_Text excerpt_.
◆ ◆ ◆ ◆

Say What Now? Fla. Teacher Hospitalized After Alleged Attack by 5-Year-Old Student, Union Says 'This Has Happened Before' | lovebscott.com

Say What Now? Fla. Teacher Hospitalized After Alleged Attack by 5-Year-Old Student, Union Says ‘This Has Happened Before’

A teacher’s union is calling for action after a 5-year-old student allegedly attacked a teacher who ended up in the hospital and needs surgery.

via People:

Last Wednesday, just before noon, police in Pembroke Pines were called to Pines Lakes Elementary School after a 5-year-old student allegedly attacked veteran special needs teacher Trisha Meadows.

“To say this is unacceptable isn’t strong enough,” Anna Fusco, president of the Broward Teachers Union tells PEOPLE. “No one should have to go home to their family with a black eye, a broken nose or a cracked head — real injuries that have happened.

“We don’t get trained in how to go into combat with students or how to protect yourself against a chair or a bookshelf getting thrown on you.

“This is not the first time this has happened,” Fusco adds. “This has happened before.”

◆ ◆ ◆ ◆

_Entries shown_.
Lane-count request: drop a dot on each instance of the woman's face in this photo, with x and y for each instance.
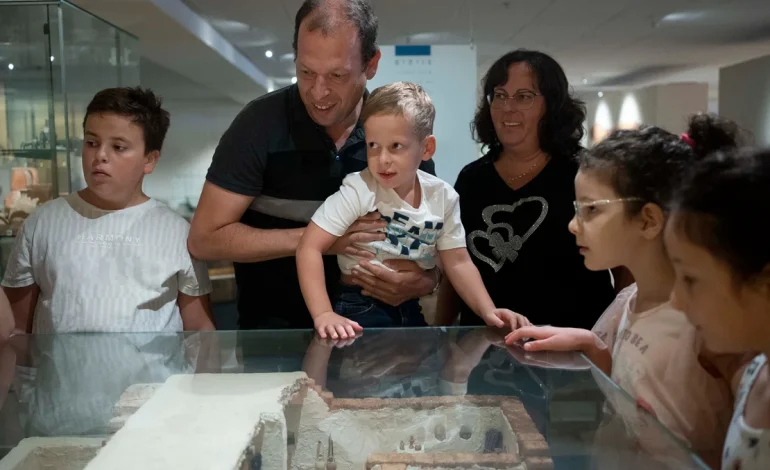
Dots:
(733, 316)
(517, 127)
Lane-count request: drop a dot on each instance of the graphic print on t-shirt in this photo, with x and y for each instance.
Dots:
(500, 237)
(405, 238)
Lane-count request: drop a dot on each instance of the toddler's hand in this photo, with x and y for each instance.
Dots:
(335, 326)
(502, 317)
(550, 338)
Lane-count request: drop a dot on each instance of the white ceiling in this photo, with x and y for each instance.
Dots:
(609, 43)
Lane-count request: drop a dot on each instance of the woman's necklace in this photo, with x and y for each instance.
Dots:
(512, 179)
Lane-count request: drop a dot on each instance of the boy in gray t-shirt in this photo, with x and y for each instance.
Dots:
(109, 258)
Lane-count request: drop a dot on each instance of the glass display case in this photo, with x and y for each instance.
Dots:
(398, 399)
(53, 58)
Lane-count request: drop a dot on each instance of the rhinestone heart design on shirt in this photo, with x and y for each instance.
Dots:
(504, 249)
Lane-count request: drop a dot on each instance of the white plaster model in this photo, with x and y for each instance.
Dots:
(206, 422)
(61, 453)
(359, 433)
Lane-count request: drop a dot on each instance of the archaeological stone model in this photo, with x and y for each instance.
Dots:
(282, 421)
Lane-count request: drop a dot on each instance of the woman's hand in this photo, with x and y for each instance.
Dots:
(550, 338)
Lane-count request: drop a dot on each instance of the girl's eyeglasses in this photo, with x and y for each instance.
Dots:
(584, 209)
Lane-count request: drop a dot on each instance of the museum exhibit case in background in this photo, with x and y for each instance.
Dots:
(397, 399)
(53, 58)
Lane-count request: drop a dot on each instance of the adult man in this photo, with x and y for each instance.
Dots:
(283, 155)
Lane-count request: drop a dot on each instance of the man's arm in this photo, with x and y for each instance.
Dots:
(6, 317)
(23, 301)
(195, 312)
(216, 232)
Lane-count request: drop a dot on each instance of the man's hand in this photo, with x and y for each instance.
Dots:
(335, 326)
(367, 229)
(502, 317)
(406, 281)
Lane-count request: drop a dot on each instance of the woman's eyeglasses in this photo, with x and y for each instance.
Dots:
(522, 100)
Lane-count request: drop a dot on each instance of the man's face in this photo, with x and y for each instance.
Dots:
(331, 74)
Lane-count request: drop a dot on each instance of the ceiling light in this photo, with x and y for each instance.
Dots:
(683, 17)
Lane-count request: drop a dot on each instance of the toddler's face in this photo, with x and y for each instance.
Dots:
(604, 234)
(732, 315)
(394, 151)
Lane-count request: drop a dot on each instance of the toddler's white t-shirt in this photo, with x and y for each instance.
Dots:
(413, 233)
(105, 271)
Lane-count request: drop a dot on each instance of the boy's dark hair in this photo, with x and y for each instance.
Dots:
(723, 205)
(325, 15)
(141, 105)
(561, 127)
(649, 163)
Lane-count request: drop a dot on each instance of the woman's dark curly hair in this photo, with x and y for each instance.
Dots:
(561, 127)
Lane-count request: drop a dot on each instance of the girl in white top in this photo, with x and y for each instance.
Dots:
(646, 345)
(718, 241)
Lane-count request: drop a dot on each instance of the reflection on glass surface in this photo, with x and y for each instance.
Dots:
(388, 396)
(27, 136)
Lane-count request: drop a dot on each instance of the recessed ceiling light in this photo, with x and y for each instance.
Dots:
(683, 17)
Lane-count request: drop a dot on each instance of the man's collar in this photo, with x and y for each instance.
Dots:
(299, 111)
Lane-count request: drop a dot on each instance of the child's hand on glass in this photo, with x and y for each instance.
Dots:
(329, 324)
(502, 317)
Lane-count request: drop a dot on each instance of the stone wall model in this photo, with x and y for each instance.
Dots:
(283, 421)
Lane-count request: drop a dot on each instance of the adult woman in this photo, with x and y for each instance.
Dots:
(517, 200)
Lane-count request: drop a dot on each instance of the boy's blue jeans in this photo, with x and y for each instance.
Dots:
(371, 313)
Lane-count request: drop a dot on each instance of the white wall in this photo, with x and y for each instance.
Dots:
(199, 117)
(449, 76)
(666, 106)
(744, 95)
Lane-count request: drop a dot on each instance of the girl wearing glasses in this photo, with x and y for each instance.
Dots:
(516, 200)
(647, 346)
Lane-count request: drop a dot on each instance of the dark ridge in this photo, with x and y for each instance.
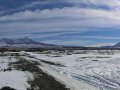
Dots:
(7, 88)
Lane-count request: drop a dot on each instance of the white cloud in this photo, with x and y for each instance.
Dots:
(102, 44)
(60, 19)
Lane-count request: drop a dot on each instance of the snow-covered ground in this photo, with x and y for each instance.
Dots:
(9, 77)
(84, 70)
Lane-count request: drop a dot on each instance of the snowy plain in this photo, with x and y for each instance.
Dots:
(77, 69)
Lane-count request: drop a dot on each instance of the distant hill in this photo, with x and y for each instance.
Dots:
(117, 45)
(23, 42)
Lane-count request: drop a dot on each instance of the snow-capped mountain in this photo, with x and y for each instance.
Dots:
(117, 45)
(23, 42)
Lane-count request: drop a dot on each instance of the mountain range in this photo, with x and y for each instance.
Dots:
(28, 42)
(20, 42)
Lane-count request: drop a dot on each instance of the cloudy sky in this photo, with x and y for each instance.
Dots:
(63, 22)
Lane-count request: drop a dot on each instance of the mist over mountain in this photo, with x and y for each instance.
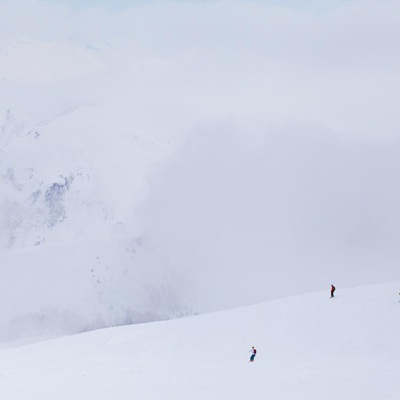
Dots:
(175, 158)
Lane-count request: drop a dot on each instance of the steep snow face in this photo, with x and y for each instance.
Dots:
(159, 159)
(309, 347)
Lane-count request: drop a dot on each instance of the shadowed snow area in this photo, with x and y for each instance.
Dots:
(160, 159)
(309, 347)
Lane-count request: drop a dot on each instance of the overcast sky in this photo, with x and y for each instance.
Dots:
(287, 119)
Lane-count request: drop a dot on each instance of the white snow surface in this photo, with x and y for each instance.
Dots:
(309, 347)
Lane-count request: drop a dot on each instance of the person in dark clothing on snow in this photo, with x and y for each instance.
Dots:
(253, 352)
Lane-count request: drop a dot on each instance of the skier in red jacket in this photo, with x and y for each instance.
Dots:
(253, 352)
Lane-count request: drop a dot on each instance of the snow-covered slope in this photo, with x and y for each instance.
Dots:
(158, 160)
(309, 347)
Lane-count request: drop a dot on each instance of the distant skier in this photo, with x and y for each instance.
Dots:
(253, 352)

◆ ◆ ◆ ◆

_Required action_.
According to the article on the Florida teacher, what position does Anna Fusco hold? These records have no connection to the text about the Florida teacher.

_Result below_.
She is president of the Broward Teachers Union.